### READING TEXT
## START
# Cocoa percentage question



## corazon (Jan 18, 2007)

I recently recieved "The Essence of Chocolate," by John Scharffenberger & Robert Steinberg. What an amazing book! I'm looking forward to making incredible chocolatey treats. I thought I'd start out with their simple chocolate cake. So...here's my question:

The frosting recipe calls for 5oz 99% unsweetened choc and 1 1/4 cup sugar. All they had at my grocery store was 70% bittersweet. How much sugar should I put in? And how else might my frosting be differed by this change in percentage?

Maybe there's a guy out there named Robert that can help shine some light?

Thanks very much!


----------



## jkath (Jan 18, 2007)

Try going somewhere other than a grocery store for your chocolate. I've not seen 99% (yet!) but you can get some larger percentages at Williams Sonoma and also at Cost Plus World Market.

I bet you'd have to keep the ration of the sugar the same, to keep the consistency of the recipe (JMHO)

Is Michael around? He always knows that kind of stuff too.


----------



## aguynamedrobert (Jan 18, 2007)

That book says 99% because Scharffen Berger makes a 99% chocolate. The equal to that is 100% unsweetened chocolate or chocolate liquor...Almost every store will carry that...Ghirardelli puts one out and so does Bakers chocolate. Those are two most popular in grocery stores.

You can substitute other chocolates for that(like you were talking about). If you substitute the 70% cacao content chocolate for the 99% then I would just say to bring down the sugar 1/4 cup....I would say to try that first and see how it comes out...it will be close if nothing else...but I think it will work fine...it is going to come down to the sweetness level. I do not think that the frosting will be affected negatively in texture or form because of it...

What is the process to make the frosting? 

Have a good one,
Robert
Chocolate Guild :: learn about chocolate, talk about chocolate


----------



## jkath (Jan 18, 2007)

whoops! I read it as the percentage of cacao, not the percentage of sweetness - sorry corazon!


----------
## END
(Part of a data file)
## START
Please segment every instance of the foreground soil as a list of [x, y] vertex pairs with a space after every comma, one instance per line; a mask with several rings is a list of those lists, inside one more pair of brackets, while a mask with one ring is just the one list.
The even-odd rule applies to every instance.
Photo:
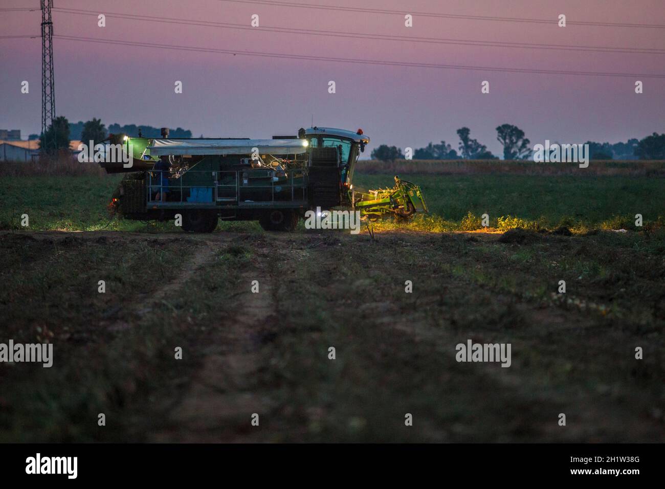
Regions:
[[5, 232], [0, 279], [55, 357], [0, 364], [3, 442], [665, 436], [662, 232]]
## END
### EXERCISE DETAILS
Please answer these questions on the cocoa percentage thread above.
1. What chocolate was the only kind corazon's grocery store had?
2. Which two stores does jkath name as places to find larger percentages?
3. By how much does aguynamedrobert suggest reducing the sugar when using 70% chocolate?

### SOLVED EXERCISE
1. 70% bittersweet
2. Williams Sonoma and Cost Plus World Market
3. 1/4 cup